→ EXTRAIT DU DOCUMENT

━━━━━━━━━━

# Ovunque fossi, riuscivo sempre a tornare a casa



## Clerry

Bonjour !
Hier, en parlant avec une copine, je lui parlais de mes premiers jours en France en lui disant que je me trompais sistematiquement de route.
Je voulais lui dire "Ovunque fossi, riuscivo sempre a tornare a casa"
je lui ai dit "où que j'étais, j'arrivais tout le temps à rentrer à la maison".
 Elle m'a dit que la phrase n'était pas correcte, et elle m'a proposé "où que je sois, j'arrivais tout le temps à rentrer à la maison". 
Ça me sonne très mal. 
Si on parlait au présent, pas de soucis: "où que je sois, j'arrive tout le temps à rentrer à la maison", mais quand la principal est à l'imparfait, je suis perdue 

Merci à qui voudra m'éclairer 



> *Devi inserire la frase ORIGINALE nel titolo del thread, non la tua traduzione*
> Come  devo scegliere i *titoli delle discussioni*?

━━━━━━━━━━

→ TÂCHE DEMANDÉE A
Quelles lignes ci-dessous contiennent la chaîne « parked » ? Renvoyez-les toutes, en tenant compte de la casse.

━━━━━━━━━━

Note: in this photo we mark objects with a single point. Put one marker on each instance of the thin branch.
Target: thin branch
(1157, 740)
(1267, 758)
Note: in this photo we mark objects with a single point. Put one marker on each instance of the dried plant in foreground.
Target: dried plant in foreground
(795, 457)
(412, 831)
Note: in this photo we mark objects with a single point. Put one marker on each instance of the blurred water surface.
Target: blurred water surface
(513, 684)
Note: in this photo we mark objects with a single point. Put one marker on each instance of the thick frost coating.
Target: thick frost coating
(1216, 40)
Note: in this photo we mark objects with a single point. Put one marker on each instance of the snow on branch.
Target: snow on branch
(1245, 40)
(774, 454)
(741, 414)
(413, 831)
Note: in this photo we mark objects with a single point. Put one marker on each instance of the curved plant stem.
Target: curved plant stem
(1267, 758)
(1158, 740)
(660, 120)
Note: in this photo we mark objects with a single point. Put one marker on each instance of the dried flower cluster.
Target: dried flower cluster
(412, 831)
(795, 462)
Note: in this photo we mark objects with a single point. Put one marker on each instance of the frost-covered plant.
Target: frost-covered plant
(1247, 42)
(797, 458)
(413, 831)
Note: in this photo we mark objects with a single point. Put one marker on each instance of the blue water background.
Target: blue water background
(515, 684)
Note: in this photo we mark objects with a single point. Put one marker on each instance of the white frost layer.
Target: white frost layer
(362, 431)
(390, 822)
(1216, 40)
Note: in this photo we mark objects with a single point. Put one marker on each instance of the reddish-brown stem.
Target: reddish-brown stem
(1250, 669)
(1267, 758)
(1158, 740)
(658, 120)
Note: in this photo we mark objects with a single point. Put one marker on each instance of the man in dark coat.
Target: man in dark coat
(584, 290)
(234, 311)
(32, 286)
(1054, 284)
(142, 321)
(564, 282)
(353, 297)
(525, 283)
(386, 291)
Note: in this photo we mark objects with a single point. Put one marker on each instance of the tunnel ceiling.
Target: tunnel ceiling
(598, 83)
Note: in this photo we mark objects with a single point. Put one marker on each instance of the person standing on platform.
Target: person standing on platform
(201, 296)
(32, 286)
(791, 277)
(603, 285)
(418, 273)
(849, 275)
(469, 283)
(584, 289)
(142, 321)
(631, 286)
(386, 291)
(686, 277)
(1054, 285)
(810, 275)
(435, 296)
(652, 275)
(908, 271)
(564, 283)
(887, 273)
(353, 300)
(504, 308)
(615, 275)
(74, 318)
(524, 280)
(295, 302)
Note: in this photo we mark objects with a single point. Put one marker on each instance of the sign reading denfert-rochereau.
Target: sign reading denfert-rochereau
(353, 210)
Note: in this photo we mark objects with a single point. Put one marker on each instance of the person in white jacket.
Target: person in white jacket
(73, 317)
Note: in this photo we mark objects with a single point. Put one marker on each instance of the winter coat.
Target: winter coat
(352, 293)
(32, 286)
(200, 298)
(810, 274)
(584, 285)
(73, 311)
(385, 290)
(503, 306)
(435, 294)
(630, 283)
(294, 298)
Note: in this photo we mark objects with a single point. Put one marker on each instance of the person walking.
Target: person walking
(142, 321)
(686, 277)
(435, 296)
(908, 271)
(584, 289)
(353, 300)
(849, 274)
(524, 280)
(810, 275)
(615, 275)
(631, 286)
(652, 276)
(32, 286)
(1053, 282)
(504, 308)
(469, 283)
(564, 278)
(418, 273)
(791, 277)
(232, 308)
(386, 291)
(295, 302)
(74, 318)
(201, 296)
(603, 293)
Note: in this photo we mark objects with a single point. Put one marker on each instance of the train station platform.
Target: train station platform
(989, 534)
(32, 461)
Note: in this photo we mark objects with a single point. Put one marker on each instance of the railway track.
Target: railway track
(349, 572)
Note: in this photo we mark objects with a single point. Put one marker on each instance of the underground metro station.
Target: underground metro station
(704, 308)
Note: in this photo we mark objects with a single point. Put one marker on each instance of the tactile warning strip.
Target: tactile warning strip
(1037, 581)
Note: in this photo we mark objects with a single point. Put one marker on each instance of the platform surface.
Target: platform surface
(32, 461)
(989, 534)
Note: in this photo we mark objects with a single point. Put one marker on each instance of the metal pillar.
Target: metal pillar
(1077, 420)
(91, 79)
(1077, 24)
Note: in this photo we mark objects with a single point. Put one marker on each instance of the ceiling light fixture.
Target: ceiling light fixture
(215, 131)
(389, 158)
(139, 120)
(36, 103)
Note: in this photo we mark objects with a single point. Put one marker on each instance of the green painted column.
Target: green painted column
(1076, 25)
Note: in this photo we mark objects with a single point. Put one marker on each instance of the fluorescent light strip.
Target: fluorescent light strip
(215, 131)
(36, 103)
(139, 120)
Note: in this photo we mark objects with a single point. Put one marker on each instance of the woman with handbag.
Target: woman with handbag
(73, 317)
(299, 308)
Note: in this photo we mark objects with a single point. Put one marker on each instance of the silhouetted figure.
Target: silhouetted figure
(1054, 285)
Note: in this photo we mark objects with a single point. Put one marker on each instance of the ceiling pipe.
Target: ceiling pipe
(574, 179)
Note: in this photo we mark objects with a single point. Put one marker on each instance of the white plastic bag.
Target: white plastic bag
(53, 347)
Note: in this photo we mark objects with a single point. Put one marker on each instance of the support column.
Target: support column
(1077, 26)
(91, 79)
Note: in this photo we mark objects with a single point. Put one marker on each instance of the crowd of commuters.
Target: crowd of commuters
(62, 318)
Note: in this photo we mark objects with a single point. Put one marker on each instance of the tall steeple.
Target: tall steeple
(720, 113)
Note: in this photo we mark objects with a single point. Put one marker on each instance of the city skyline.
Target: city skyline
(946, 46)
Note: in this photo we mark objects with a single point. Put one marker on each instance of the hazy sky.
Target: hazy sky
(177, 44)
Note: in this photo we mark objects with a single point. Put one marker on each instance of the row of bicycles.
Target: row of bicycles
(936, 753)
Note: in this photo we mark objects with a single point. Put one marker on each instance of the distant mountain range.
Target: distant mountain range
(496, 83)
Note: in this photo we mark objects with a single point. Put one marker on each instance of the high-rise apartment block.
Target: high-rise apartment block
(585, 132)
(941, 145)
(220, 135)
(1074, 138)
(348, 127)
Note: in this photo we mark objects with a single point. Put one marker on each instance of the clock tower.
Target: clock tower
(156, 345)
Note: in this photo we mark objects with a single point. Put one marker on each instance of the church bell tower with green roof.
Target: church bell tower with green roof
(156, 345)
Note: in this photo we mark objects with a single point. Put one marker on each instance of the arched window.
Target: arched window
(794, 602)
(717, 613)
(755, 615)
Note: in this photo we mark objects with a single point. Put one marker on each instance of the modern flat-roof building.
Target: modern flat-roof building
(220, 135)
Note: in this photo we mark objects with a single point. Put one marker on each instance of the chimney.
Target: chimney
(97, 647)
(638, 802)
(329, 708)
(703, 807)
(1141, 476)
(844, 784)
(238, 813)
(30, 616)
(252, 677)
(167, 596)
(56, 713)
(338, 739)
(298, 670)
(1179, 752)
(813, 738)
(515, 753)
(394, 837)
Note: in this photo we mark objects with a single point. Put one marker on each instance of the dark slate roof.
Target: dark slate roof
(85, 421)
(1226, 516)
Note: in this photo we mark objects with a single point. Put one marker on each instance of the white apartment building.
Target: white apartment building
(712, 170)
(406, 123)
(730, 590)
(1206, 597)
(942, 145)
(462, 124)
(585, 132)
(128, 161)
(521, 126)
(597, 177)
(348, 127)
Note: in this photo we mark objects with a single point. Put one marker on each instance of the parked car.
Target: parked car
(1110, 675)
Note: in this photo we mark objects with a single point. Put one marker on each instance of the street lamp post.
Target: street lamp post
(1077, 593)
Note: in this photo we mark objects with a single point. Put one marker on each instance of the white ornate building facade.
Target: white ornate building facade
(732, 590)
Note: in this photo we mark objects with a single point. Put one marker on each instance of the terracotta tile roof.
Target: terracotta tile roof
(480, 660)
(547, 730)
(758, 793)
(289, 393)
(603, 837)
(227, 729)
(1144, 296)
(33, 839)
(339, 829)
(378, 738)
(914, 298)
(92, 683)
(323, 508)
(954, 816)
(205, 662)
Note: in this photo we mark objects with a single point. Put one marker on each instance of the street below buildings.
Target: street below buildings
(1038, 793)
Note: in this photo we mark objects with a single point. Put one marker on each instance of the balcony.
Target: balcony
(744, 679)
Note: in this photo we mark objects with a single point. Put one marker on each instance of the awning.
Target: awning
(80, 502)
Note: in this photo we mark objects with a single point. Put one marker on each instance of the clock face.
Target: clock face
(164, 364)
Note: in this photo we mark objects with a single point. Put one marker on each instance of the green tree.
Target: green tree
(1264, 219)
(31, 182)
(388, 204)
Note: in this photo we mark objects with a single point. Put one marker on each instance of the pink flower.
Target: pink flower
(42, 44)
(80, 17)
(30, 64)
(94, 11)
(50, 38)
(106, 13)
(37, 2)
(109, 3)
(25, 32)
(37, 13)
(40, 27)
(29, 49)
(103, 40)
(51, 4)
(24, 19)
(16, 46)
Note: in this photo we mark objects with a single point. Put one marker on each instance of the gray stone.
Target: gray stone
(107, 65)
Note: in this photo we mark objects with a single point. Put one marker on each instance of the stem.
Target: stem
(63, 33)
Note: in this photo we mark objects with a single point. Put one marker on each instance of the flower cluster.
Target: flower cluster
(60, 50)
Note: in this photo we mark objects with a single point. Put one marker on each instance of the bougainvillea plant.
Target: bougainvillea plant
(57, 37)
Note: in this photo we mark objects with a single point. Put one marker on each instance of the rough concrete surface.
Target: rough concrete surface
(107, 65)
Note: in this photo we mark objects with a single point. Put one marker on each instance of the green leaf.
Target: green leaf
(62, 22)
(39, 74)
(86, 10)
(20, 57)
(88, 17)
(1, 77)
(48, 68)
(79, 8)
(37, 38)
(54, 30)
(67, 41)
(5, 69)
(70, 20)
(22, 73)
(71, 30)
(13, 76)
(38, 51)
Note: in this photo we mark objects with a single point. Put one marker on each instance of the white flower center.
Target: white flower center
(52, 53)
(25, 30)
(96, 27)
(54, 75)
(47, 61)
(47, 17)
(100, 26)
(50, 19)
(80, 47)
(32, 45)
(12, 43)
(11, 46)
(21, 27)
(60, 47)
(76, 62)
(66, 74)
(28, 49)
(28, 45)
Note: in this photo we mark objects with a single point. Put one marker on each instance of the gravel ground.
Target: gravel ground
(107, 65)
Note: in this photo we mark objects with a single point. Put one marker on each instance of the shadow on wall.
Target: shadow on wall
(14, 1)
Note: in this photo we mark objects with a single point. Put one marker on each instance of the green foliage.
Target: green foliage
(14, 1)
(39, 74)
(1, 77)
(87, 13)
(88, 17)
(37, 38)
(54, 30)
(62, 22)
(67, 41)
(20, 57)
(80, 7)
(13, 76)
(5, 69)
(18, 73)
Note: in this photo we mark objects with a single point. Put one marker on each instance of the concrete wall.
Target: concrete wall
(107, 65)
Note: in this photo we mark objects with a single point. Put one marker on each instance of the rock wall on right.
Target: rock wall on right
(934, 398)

━━━━━━━━━━

→ TÂCHE DEMANDÉE B
Comment se poursuit le fil de forum ci-dessus sur « où que » employé avec l'imparfait ? Rédigez la suite en partant de sa dernière phrase.

→ RÉSULTAT ATTENDU A
Note: in this photo we mark objects with a single point. Put one marker on each instance of the parked car.
Target: parked car

→ RÉSULTAT ATTENDU B
----------



## matoupaschat

Ciao Clerry,
Oui, en français courant, nous avons (quasiment) perdu l'usage du subjonctif imparfait et nous le remplaçons par le subjonctif présent, ce qui ne manque évidemment pas de choquer les italophones. Dans le cas qui nous occupe, la locution "où que" réclame le subjonctif. Anciennement, on disait "où que je fusse, j'arrivais toujours à rentrer chez moi", ce qui est toujours juste, mais depuis longtemps, on dit plus souvent "où que je sois, j'arrivais...". À l'écrit, par contre, on rencontre encore souvent ce subjonctif imparfait.


----------



## Clerry

Merci Matoupaschat pour la réponse precise et rapide
E grazie Paul per aver cambiato il titolo del thread, farò più attenzione


----------



## matoupaschat

J'oubliais de dire qu'on peut très facilement tourner la difficulté en disant "partout où j'étais, j'arrivais toujours à rentrer à la maison"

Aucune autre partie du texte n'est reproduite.